### Excerto apresentado
----

Este é uma personagem controversa. Antigo oficial do ministério do Interior, consta que teria sido membro da polícia secreta. Foi segurança do antigo ditador “comunista”, Todor Zhivkov, e, mais tarde, do ex-rei Simeão II, quando este regressou ao país e fundou o seu próprio partido. É considerado um oportunista, que voga ao saber dos ventos que sopram. Como referimos acima, a sua governação assumiu um cariz autoritário e corrupto e há quem o acuse de ligações às máfias que pululam no país e” infetam” o aparelho de Estado.

Por seu turno, a SDS, fundada em 1989, é, igualmente, uma formação conservadora, pró-UE e de matriz democrata-cristã. Foi o primeiro partido oposicionista ao antigo regime e ao BSP, sucessor do partido comunista, e a principal formação do centro-direita até à sua derrota nas eleições de 2001, às mãos do novo partido do antigo monarca. A partir daí, tornou-se uma força política de menor dimensão, que passou a concorrer às eleições coligada com outras do centro, centro-direita e direita.

A aliança teve, ainda, o apoio de uma pequena formação turcófona: o Movimento para a Unidade do Povo (DEN).

----

(Registos de uma recolha de dados)

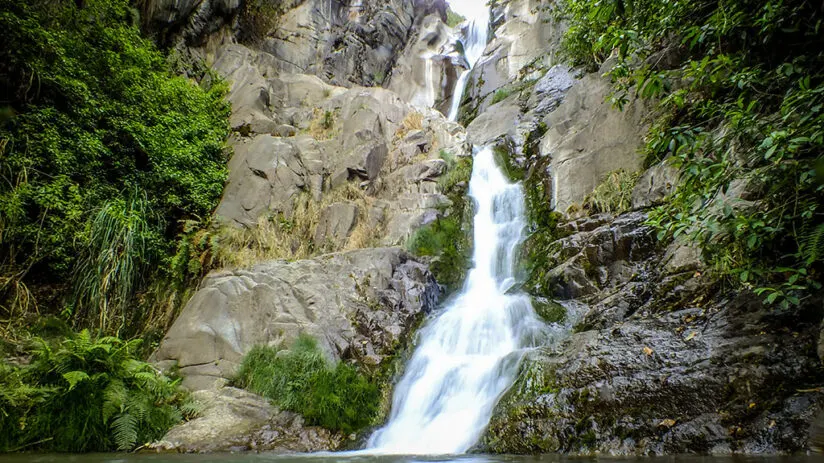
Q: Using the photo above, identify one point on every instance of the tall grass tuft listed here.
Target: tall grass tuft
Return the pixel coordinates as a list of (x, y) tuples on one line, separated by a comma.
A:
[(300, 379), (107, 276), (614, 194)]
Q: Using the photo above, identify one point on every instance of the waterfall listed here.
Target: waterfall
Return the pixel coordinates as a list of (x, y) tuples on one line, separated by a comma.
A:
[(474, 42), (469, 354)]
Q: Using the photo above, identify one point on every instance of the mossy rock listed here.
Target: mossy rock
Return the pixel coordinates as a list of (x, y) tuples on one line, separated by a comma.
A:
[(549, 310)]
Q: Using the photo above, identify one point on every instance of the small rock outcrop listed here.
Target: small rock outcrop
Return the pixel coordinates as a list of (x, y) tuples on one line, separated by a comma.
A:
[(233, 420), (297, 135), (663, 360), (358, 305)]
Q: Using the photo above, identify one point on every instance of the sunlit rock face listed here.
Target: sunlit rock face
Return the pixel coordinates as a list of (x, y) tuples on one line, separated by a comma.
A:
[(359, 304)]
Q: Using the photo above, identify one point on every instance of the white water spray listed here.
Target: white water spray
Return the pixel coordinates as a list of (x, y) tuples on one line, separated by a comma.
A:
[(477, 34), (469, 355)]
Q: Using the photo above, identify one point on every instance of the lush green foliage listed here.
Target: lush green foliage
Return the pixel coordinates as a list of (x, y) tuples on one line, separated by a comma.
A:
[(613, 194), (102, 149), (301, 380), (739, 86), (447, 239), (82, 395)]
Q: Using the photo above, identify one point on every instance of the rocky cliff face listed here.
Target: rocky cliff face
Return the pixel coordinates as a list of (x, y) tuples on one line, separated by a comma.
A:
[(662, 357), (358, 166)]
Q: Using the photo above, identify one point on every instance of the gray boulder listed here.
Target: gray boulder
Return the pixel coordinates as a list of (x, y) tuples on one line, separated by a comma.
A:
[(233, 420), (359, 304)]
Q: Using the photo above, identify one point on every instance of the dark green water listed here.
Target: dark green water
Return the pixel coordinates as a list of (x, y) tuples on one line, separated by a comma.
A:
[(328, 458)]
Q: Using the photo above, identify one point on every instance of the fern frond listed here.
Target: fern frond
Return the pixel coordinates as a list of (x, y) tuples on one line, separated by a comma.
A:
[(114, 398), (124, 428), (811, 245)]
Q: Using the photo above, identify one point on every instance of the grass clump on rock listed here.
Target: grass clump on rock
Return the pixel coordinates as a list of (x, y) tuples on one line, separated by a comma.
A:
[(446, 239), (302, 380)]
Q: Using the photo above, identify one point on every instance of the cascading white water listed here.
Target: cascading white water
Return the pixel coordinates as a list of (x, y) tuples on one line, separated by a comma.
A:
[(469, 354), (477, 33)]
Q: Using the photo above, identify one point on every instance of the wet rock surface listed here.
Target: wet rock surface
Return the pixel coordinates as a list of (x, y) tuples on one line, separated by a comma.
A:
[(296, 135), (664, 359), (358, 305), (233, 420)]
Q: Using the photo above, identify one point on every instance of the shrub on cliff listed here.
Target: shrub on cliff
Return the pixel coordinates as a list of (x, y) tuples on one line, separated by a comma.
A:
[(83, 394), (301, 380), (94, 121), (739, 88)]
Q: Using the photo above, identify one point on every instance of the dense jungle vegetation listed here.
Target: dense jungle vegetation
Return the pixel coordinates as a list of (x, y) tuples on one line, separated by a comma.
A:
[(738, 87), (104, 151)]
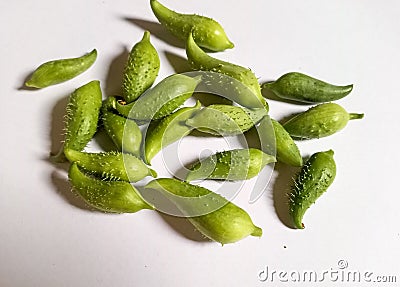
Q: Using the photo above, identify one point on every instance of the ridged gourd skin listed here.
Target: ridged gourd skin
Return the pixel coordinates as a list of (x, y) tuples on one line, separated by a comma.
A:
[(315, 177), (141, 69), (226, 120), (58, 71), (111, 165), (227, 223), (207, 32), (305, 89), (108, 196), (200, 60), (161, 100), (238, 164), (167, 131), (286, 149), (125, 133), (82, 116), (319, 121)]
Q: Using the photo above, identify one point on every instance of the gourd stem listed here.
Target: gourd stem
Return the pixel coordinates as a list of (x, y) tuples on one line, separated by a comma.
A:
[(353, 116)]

----

### Lista de tarefas
A. Transcreva do excerto sobre os partidos políticos tudo o que vai de "Por seu turno, a" até "centro-direita e direita.".
B. Segundo o excerto sobre os partidos políticos, em que ano foi fundada a SDS?
C. Prossiga o excerto sobre os partidos políticos a partir do ponto em que termina.

### Respostas do exercício
A.
Por seu turno, a SDS, fundada em 1989, é, igualmente, uma formação conservadora, pró-UE e de matriz democrata-cristã. Foi o primeiro partido oposicionista ao antigo regime e ao BSP, sucessor do partido comunista, e a principal formação do centro-direita até à sua derrota nas eleições de 2001, às mãos do novo partido do antigo monarca. A partir daí, tornou-se uma força política de menor dimensão, que passou a concorrer às eleições coligada com outras do centro, centro-direita e direita.

B. Em 1989.

C.
Em outubro de 2020, o GERB sofreu uma cisão, liderada pelo ex-nº 2 do partido, Tsvetan Tsvetanov, acusado de corrupção num escândalo imobiliário. Este criou um novo partido de centro-direita, os Republicanos pela Bulgária (RzB), que não foi além de 1,3% nas urnas e não entrou no Parlamento.

Nestas eleições, apesar dos problemas internos e da sua crescente impopularidade, fruto dos casos de corrupção que atingiram vários membros do seu executivo e do seu partido, Borisov conseguiu manter-se como o mais votado, apesar de lhe ser difícil encontrar aliados para se manter à frente do governo.

Embora o melhor resultado da aliança tenha ocorrido na província de Haskovo, no Sul Central, os seus melhores desempenhos ocorreram, em geral, no Sudoeste, inclusive na província de Sófia, que abrange as suas periferias, de onde Borisov é natural. Porém, na da capital, ficaram bem abaixo da média. Conseguiu, ainda, boas votações no Noroeste, a região mais pobre do país. Foi o mais votado em 23 circunscrições.

Ao invés, os piores ocorreram no Centro Norte, igualmente pobre, e nas áreas habitadas maioritariamente por pessoas de etnia turca. Na segunda cidade búlgara e respetiva província, situadas no Sul Central, ficou um pouco abaixo da média, mas aguentou-se.

Estimamos que o GERB conservou apenas 68,5% dos que nele votaram há quatro anos, tendo perdido 12,5% para a abstenção, 6% para o novo partido populista ITN, 3% para a aliança centrista Bulgária Democrática (DB), igual valor para o conjunto da opção “nenhum” e para votos inválidos, 1,5% para os RzB, o mesmo para o turcófono DPS, 1% para o BSP e seus aliados e 3% para outras forças políticas.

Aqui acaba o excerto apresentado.